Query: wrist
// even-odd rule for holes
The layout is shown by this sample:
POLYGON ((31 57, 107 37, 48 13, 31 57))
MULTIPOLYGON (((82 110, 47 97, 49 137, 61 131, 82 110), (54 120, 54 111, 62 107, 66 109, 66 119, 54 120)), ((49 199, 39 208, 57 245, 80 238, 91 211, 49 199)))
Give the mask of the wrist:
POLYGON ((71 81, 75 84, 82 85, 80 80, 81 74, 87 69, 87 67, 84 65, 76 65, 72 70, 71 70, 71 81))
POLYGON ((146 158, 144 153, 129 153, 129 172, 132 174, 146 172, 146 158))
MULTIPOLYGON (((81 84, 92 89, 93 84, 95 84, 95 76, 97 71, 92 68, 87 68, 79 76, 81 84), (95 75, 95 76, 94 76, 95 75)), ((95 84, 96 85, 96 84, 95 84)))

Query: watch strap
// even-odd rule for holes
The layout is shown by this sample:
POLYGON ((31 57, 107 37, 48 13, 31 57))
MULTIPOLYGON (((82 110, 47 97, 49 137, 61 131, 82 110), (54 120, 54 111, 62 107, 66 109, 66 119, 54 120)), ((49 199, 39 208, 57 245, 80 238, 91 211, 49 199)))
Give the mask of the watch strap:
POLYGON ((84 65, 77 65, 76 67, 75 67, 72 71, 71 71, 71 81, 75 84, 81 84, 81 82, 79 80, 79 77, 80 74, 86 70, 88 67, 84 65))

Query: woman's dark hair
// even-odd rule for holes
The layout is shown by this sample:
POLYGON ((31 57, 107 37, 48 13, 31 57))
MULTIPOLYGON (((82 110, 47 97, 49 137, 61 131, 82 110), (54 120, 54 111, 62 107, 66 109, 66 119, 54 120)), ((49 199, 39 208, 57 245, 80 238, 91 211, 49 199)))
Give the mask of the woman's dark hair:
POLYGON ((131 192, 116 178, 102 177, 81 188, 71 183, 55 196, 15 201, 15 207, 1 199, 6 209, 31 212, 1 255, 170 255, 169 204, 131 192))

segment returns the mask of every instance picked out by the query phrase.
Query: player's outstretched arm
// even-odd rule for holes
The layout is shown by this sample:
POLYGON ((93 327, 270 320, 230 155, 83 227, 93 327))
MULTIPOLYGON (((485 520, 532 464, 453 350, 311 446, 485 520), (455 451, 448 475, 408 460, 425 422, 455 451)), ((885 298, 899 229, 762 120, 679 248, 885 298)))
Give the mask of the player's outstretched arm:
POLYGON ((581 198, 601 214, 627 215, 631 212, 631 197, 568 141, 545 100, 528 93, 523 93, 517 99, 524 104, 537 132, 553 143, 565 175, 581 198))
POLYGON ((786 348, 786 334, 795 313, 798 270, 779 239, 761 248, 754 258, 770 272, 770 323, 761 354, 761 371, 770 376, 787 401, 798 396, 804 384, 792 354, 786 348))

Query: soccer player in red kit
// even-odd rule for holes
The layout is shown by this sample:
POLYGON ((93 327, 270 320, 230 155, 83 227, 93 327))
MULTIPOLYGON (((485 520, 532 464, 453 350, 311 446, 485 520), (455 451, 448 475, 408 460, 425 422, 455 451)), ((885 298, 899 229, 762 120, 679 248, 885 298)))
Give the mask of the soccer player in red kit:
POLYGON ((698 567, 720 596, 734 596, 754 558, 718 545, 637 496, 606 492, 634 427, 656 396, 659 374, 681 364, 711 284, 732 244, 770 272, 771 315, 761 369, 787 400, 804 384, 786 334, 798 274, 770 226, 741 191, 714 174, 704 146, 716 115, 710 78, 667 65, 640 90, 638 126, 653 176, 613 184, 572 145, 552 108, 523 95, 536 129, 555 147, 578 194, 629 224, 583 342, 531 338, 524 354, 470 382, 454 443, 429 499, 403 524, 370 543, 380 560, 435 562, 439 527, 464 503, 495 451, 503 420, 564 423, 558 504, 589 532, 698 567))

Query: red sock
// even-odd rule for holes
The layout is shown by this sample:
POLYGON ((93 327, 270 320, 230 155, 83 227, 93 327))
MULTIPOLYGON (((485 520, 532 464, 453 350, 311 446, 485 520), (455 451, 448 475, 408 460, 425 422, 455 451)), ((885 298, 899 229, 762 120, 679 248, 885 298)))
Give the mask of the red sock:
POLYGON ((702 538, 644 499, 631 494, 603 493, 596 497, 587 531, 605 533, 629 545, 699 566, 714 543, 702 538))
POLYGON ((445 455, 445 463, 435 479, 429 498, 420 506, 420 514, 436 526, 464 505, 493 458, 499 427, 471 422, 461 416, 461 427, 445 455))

_ _ _

**Task instructions:** Copy out all of the material above, reproducing every line without any changes.

**Expected answer:**
Query: wrist
// even-odd rule for holes
The layout is shown by this sample:
POLYGON ((31 57, 107 37, 48 13, 31 57))
MULTIPOLYGON (((82 110, 47 97, 49 137, 61 131, 82 110), (54 120, 54 111, 62 107, 66 109, 66 119, 54 120)), ((49 199, 39 208, 57 245, 80 238, 91 211, 49 199)))
Give the mask of the wrist:
POLYGON ((71 81, 75 84, 82 85, 80 80, 81 74, 87 69, 87 67, 84 65, 76 65, 72 70, 71 70, 71 81))
POLYGON ((146 158, 144 153, 129 153, 129 172, 132 174, 146 172, 146 158))
MULTIPOLYGON (((81 84, 92 89, 93 84, 95 84, 95 76, 97 71, 92 68, 87 68, 79 76, 81 84), (95 75, 95 76, 94 76, 95 75)), ((95 84, 96 85, 96 84, 95 84)))

Query: watch strap
// even-odd rule for holes
The layout is shown by this sample:
POLYGON ((31 57, 107 37, 48 13, 31 57))
MULTIPOLYGON (((82 110, 47 97, 49 137, 61 131, 82 110), (54 120, 54 111, 62 107, 66 109, 66 119, 54 120)), ((49 199, 39 208, 57 245, 80 238, 91 211, 49 199)))
Give the mask of the watch strap:
POLYGON ((84 65, 77 65, 76 67, 75 67, 72 71, 71 71, 71 81, 75 84, 81 84, 81 82, 79 80, 79 77, 80 74, 86 70, 88 67, 84 65))

Query: woman's dark hair
// even-odd rule for holes
The layout is shown by this sample:
POLYGON ((31 57, 107 37, 48 13, 31 57))
MULTIPOLYGON (((82 110, 47 97, 49 137, 61 131, 82 110), (54 120, 54 111, 62 107, 66 109, 66 119, 54 120)), ((49 199, 39 208, 57 245, 80 238, 91 211, 49 199)))
Give the mask of the woman's dark hair:
POLYGON ((131 192, 116 178, 102 177, 81 188, 71 183, 55 196, 15 201, 15 207, 1 199, 6 209, 31 212, 1 255, 170 255, 169 204, 131 192))

segment returns the mask of every instance picked out by the query phrase.
Query: player's outstretched arm
// even-odd rule for holes
The layout is shown by this sample:
POLYGON ((93 327, 270 320, 230 155, 83 227, 93 327))
MULTIPOLYGON (((485 520, 532 464, 453 350, 311 446, 485 520), (455 451, 448 475, 408 460, 425 422, 455 451)), ((885 298, 899 229, 762 120, 679 248, 885 298)))
Give the mask of the player's outstretched arm:
POLYGON ((581 198, 601 214, 627 215, 631 212, 631 197, 568 141, 545 100, 528 93, 523 93, 517 99, 524 104, 537 132, 553 143, 565 175, 581 198))
POLYGON ((786 348, 786 334, 795 313, 798 270, 779 239, 761 248, 754 258, 770 272, 770 323, 761 354, 761 371, 770 376, 787 401, 798 396, 804 384, 792 354, 786 348))

Query: soccer player in red kit
// even-odd rule for holes
The layout is shown by this sample:
POLYGON ((93 327, 270 320, 230 155, 83 227, 93 327))
MULTIPOLYGON (((485 520, 532 464, 453 350, 311 446, 485 520), (455 451, 448 475, 408 460, 425 422, 455 451)), ((885 298, 899 229, 762 120, 679 248, 885 298)))
Give the mask of the soccer player in red kit:
POLYGON ((698 567, 720 596, 734 596, 754 558, 718 545, 637 496, 606 492, 634 427, 656 396, 659 374, 681 364, 711 284, 732 244, 770 272, 771 315, 761 369, 787 400, 804 384, 786 334, 798 274, 770 226, 741 191, 714 174, 704 146, 716 115, 710 78, 667 65, 640 90, 638 126, 653 176, 613 184, 572 145, 552 108, 523 95, 536 129, 555 147, 578 194, 629 224, 583 342, 531 338, 524 354, 470 382, 454 443, 429 499, 403 524, 370 543, 380 560, 435 562, 439 527, 464 503, 495 451, 503 420, 564 423, 558 504, 589 532, 698 567))

Query: red sock
// even-odd rule for holes
The layout is shown by this sample:
POLYGON ((93 327, 270 320, 230 155, 83 227, 93 327))
MULTIPOLYGON (((485 520, 532 464, 453 350, 311 446, 485 520), (455 451, 448 475, 408 460, 425 422, 455 451)), ((885 298, 899 229, 762 120, 679 248, 885 298)))
Give the mask of the red sock:
POLYGON ((702 538, 644 499, 631 494, 603 493, 596 497, 587 531, 605 533, 629 545, 699 566, 714 543, 702 538))
POLYGON ((445 455, 445 463, 435 479, 429 498, 420 506, 420 514, 436 526, 464 505, 493 458, 499 427, 471 422, 461 416, 461 427, 445 455))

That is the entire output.